◆ **INSTRUCTIONS TO FOLLOW**: Your job is to transcribe the material exactly. Keep every line.

◆ **INPUT DATA**:
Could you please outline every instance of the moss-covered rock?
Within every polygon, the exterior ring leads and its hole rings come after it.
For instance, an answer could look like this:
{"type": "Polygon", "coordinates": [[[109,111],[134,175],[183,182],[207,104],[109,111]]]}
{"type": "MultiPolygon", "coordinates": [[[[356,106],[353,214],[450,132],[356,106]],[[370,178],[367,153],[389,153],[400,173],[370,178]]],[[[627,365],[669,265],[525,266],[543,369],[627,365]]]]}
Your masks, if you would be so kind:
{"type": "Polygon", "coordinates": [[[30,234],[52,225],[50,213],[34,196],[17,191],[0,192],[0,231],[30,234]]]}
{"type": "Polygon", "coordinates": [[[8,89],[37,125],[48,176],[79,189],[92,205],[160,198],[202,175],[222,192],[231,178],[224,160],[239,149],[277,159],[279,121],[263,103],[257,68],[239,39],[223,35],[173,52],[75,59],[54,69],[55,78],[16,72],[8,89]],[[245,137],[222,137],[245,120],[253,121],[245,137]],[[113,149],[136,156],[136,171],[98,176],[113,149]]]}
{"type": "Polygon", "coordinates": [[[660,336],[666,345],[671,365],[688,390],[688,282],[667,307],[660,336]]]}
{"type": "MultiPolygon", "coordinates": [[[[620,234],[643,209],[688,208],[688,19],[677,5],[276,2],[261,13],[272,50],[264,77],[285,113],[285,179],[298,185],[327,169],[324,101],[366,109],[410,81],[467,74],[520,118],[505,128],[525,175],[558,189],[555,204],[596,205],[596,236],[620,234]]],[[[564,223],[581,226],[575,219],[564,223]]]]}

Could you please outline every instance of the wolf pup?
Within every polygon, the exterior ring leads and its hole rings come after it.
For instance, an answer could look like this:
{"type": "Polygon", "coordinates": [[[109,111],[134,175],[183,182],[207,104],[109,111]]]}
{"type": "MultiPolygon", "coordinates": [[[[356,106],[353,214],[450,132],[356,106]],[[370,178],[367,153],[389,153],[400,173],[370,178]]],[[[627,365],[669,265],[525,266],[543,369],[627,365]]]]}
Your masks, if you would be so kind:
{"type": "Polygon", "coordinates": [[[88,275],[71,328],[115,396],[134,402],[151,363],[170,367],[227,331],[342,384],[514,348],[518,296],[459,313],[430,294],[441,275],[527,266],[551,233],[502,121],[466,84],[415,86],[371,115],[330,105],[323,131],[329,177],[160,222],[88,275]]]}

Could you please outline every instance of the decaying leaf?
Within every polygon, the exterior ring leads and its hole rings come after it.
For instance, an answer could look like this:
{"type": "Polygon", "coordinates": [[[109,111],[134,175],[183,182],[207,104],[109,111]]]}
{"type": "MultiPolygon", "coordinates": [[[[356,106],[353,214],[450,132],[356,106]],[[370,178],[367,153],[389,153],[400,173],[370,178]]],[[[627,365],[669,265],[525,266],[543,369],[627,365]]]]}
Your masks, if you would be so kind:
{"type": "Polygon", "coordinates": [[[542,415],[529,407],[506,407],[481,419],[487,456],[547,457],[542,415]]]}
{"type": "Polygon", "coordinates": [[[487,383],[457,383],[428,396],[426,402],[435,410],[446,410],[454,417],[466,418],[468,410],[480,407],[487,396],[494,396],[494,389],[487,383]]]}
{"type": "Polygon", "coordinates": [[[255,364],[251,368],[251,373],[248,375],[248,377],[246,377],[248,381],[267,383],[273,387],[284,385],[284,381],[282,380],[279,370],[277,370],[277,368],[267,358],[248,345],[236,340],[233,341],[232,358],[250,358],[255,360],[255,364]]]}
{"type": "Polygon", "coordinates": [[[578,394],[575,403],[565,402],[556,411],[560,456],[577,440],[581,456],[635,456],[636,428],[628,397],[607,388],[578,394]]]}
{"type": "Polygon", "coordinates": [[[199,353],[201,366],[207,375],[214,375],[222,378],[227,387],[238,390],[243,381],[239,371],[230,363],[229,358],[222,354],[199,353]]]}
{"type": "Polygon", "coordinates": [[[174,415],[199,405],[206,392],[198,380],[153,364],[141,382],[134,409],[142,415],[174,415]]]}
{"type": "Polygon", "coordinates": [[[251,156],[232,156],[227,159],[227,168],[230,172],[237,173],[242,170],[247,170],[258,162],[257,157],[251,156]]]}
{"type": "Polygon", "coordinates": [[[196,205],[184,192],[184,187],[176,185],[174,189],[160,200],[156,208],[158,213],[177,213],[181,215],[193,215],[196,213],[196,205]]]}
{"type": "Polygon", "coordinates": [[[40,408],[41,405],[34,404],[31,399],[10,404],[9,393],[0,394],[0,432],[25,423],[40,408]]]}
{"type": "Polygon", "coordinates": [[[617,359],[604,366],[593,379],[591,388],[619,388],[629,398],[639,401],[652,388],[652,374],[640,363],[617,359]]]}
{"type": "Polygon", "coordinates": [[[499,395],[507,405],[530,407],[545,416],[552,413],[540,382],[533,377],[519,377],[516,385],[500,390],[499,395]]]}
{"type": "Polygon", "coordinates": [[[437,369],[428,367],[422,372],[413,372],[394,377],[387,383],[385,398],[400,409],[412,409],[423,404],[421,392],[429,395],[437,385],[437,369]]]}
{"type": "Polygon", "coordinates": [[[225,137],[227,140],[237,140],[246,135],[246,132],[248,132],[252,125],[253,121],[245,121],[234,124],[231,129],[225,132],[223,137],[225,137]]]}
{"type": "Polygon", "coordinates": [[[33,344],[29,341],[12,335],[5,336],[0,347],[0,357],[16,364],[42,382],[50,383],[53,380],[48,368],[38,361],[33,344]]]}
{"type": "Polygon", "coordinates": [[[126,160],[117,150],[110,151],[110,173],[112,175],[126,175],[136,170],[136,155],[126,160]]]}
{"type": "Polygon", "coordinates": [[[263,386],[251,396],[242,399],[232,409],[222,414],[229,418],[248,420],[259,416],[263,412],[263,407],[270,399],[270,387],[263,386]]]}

◆ **SOLVED PROBLEM**:
Could you please outline every instance of the moss-covered rock?
Within every polygon, the exterior ring leads and its hole rings come after it.
For instance, an answer could look like this:
{"type": "Polygon", "coordinates": [[[109,111],[134,175],[183,182],[207,104],[109,111]]]}
{"type": "MultiPolygon", "coordinates": [[[[356,106],[353,214],[450,132],[356,106]],[[370,178],[367,153],[389,153],[400,173],[370,178]]],[[[627,365],[669,265],[525,266],[543,369],[627,365]]]]}
Your masks, if you would be so kind:
{"type": "Polygon", "coordinates": [[[30,234],[52,225],[50,213],[34,196],[17,191],[0,192],[0,231],[30,234]]]}
{"type": "Polygon", "coordinates": [[[8,89],[37,125],[48,176],[79,189],[92,205],[160,198],[202,175],[222,192],[231,178],[224,160],[239,149],[277,159],[279,121],[263,103],[257,68],[239,39],[223,35],[173,52],[75,59],[54,69],[55,78],[16,72],[8,89]],[[245,137],[222,137],[245,120],[253,121],[245,137]],[[113,149],[136,156],[136,171],[98,176],[113,149]]]}
{"type": "Polygon", "coordinates": [[[660,336],[666,345],[671,365],[688,390],[688,282],[667,307],[660,336]]]}
{"type": "MultiPolygon", "coordinates": [[[[620,234],[643,209],[688,208],[688,19],[677,5],[276,2],[261,13],[272,50],[264,77],[285,113],[285,179],[298,185],[327,169],[324,101],[366,109],[410,81],[467,74],[520,118],[505,128],[525,175],[558,189],[555,204],[596,205],[596,236],[620,234]]],[[[564,223],[581,226],[575,219],[564,223]]]]}

Could you please outline every instance of the wolf pup?
Within every polygon, the exterior ring leads and its hole rings come after it.
For instance, an answer could look like this:
{"type": "Polygon", "coordinates": [[[109,111],[134,175],[183,182],[207,104],[109,111]]]}
{"type": "MultiPolygon", "coordinates": [[[[356,106],[353,214],[450,132],[356,106]],[[370,178],[367,153],[389,153],[400,173],[370,178]]],[[[627,365],[669,265],[525,266],[543,369],[627,365]]]]}
Your masks, if you would be so kind:
{"type": "Polygon", "coordinates": [[[88,275],[71,328],[115,396],[134,402],[151,363],[170,367],[227,331],[342,384],[514,348],[518,296],[459,313],[430,294],[441,275],[527,266],[551,233],[502,121],[466,84],[415,86],[371,115],[330,105],[323,131],[329,177],[160,222],[88,275]]]}

Could you please outline every instance of the decaying leaf?
Within every polygon, the exterior ring leads and its hole rings come after it.
For instance, an answer could look like this:
{"type": "Polygon", "coordinates": [[[109,111],[134,175],[183,182],[207,104],[109,111]]]}
{"type": "MultiPolygon", "coordinates": [[[[356,106],[353,214],[450,132],[356,106]],[[370,178],[367,153],[389,153],[400,173],[370,178]]],[[[627,365],[669,265],[525,266],[543,369],[627,365]]]]}
Your masks, if you would be so kind:
{"type": "Polygon", "coordinates": [[[542,415],[529,407],[506,407],[481,419],[487,456],[547,457],[542,415]]]}
{"type": "Polygon", "coordinates": [[[487,383],[457,383],[428,396],[426,402],[435,410],[446,410],[454,417],[466,418],[468,410],[480,407],[487,396],[494,396],[494,389],[487,383]]]}
{"type": "Polygon", "coordinates": [[[255,364],[251,368],[251,373],[248,375],[248,377],[246,377],[248,381],[267,383],[273,387],[284,385],[284,381],[282,380],[279,370],[277,370],[277,368],[267,358],[248,345],[236,340],[233,341],[232,358],[250,358],[255,360],[255,364]]]}
{"type": "Polygon", "coordinates": [[[578,394],[575,403],[565,402],[556,411],[560,456],[577,440],[581,456],[635,456],[636,428],[628,397],[607,388],[578,394]]]}
{"type": "Polygon", "coordinates": [[[199,353],[201,366],[207,375],[214,375],[222,378],[227,387],[238,390],[243,381],[239,371],[230,363],[229,358],[222,354],[199,353]]]}
{"type": "Polygon", "coordinates": [[[174,415],[199,405],[206,392],[198,380],[153,364],[141,382],[134,409],[142,415],[174,415]]]}
{"type": "Polygon", "coordinates": [[[251,156],[232,156],[227,159],[227,168],[230,172],[237,173],[242,170],[247,170],[258,162],[257,157],[251,156]]]}
{"type": "Polygon", "coordinates": [[[196,205],[184,192],[184,187],[176,185],[174,189],[160,200],[156,208],[158,213],[177,213],[181,215],[193,215],[196,213],[196,205]]]}
{"type": "Polygon", "coordinates": [[[40,408],[41,405],[34,404],[31,399],[10,404],[9,393],[0,394],[0,432],[25,423],[40,408]]]}
{"type": "Polygon", "coordinates": [[[617,359],[604,366],[593,379],[591,388],[619,388],[629,398],[639,401],[652,388],[652,374],[640,363],[617,359]]]}
{"type": "Polygon", "coordinates": [[[499,395],[507,405],[530,407],[545,416],[552,413],[540,382],[533,377],[519,377],[516,385],[500,390],[499,395]]]}
{"type": "Polygon", "coordinates": [[[437,369],[428,367],[422,372],[413,372],[394,377],[387,383],[385,398],[400,409],[412,409],[423,404],[421,392],[429,395],[437,385],[437,369]]]}
{"type": "Polygon", "coordinates": [[[225,137],[227,140],[237,140],[246,135],[246,132],[248,132],[252,125],[253,121],[245,121],[234,124],[231,129],[225,132],[223,137],[225,137]]]}
{"type": "Polygon", "coordinates": [[[33,344],[29,341],[12,335],[5,336],[0,347],[0,357],[16,364],[42,382],[50,383],[53,380],[48,368],[38,361],[33,344]]]}
{"type": "Polygon", "coordinates": [[[126,160],[117,150],[110,151],[110,173],[112,175],[126,175],[136,170],[136,155],[126,160]]]}
{"type": "Polygon", "coordinates": [[[263,386],[251,396],[242,399],[232,409],[222,414],[229,418],[248,420],[259,416],[263,412],[263,407],[270,399],[270,387],[263,386]]]}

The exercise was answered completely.